(Study text begins)
Luke: No doubt. And like what you said about the micro-learning, creating is one thing, but to have it at the fingertips of the learner so that they can consume it maybe right at the point where they need it, which is the big learner benefit is that right before they go into a situation, they can get a quick nugget to help them prepare for that situation and be better prepared to talk to a prospect, for instance. Oh, it's been really great talking to you Michael. Really enjoyed hearing about your different approaches to visual design and what you're doing at Discovery to engage your young learners and to get them up to speed ready to sell and ready to help the business at Discovery.

Susan: It's very exciting, Michael, lots of new things ahead for you. I love the comment that you made about the best training coming from the feedback that you're getting. I think that's very smart. Good luck to you and thank you for joining us today.

Michael: Yes, of course. I appreciate your all’s time, Susan.

Luke: Okay, great talking to you.

Susan: Luke, that was a great conversation with Michael. What are some of the takeaways that you got from your chat today?

Luke: It must be a fun place to work for an entertainment company and he gets to apply different things to engage those new employees which he says, in a lot of cases, are right out of college, young people just starting out. He talked about the effectiveness of having well-designed screens and opportunities to practice, and then also including gamification in the training. He talked about how important visual design is, and you don't have to be a professional designer to have well-designed screens that are part of your training.
(Study text ends)
(Data extract begins)
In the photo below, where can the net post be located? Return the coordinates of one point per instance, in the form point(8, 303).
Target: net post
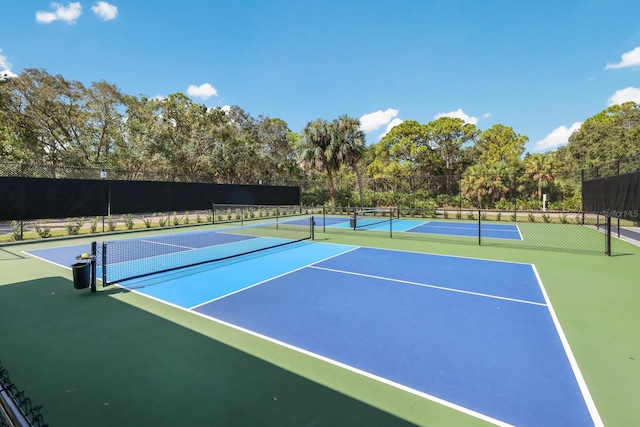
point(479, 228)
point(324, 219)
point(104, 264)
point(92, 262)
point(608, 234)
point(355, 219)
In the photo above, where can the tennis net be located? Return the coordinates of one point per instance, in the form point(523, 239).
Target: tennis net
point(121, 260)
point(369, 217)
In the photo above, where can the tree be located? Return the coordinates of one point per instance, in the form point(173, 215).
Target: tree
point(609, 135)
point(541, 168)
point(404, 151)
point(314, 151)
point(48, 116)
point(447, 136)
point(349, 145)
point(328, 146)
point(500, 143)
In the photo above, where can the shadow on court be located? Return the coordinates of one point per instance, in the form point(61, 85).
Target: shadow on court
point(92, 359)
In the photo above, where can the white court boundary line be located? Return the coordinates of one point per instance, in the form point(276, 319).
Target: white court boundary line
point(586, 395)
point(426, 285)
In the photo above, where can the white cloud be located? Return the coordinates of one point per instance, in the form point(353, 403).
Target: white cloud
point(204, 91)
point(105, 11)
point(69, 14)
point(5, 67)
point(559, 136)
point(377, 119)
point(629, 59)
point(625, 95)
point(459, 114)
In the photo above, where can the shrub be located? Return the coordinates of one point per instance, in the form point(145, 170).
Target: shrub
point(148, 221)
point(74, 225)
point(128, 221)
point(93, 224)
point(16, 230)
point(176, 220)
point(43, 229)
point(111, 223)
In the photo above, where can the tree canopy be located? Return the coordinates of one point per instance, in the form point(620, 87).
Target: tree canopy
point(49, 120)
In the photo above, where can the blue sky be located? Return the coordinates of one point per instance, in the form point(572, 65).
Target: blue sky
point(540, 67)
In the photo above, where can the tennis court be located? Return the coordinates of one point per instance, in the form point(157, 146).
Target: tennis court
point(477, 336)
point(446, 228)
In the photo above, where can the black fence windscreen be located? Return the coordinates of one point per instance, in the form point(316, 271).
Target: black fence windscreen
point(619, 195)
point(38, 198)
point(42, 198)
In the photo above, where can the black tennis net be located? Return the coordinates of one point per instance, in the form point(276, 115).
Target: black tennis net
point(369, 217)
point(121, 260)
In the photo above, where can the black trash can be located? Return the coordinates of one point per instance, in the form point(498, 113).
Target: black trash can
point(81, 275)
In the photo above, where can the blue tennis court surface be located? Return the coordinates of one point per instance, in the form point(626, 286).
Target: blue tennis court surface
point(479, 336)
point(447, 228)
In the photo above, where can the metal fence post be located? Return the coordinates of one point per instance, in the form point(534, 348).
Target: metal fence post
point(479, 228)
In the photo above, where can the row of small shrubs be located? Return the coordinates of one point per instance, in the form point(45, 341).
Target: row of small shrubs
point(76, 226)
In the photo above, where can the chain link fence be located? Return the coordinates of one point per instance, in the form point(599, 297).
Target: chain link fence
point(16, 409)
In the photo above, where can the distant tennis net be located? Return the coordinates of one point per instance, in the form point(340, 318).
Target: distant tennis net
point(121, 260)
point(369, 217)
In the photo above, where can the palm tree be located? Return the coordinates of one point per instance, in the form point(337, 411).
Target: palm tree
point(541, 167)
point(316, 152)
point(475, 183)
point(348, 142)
(Data extract ends)
Tasks to perform —
**A.** According to the transcript about training at Discovery, which comment of Michael's does Susan say she loves?
**B.** Continue the transcript about training at Discovery, picking up after Luke's last remark.

Your responses —
**A.** She loves his comment that the best training comes from the feedback he is getting.

**B.**
He talked about the three-second rule, so anything that the main point of the slide can't be absorbed in three seconds, there's probably too much information on it. He said when you use stock images, make sure that they're easily understood icons or they're photos that are very representative and then also have diversity in the people that are part of them.

Susan: They're realistic too.

Luke: You need to be realistic. He talked about how they measure training, which was interesting. How they do it at different periods, like right after the training and then a little bit out and then toward the end of the year. And then using the feedback that comes from their measurement to get better with their training and to decide on what follow-up training might be needed. And then as they develop these best practices with design and engagement, that they share with other people doing training with the same people so there's that consistency.

When he talked about gamification, he talked about using familiar kinds of games so then you're not spending time teaching how to play the game. People are familiar with how to play the game so it's easier to apply that to the training. Good stuff from Michael.

Susan: I loved how he said too about using visual design in moderation. I thought that was good advice that he shared as well.

Luke: Absolutely.

Susan: Thanks, Luke. Many thanks to Michael Friis-Jensen, Manager, Digital Training from Discovery. If you have any questions about what we talked about today, you can reach out to us on d'Vinci social channels, through our website, dvinci.com or by emailing us at poweredbylearning@dvinci.com.

Announcer 2: Powered By Learning is brought to you by d'Vinci Interactive. For more than 25 years, d'Vinci has provided custom learning solutions to government agencies, corporations, medical education and certification organizations, and educational content providers. We collaborate with our clients to bring order and clarity to content and technology. Learn more at dvinci.com.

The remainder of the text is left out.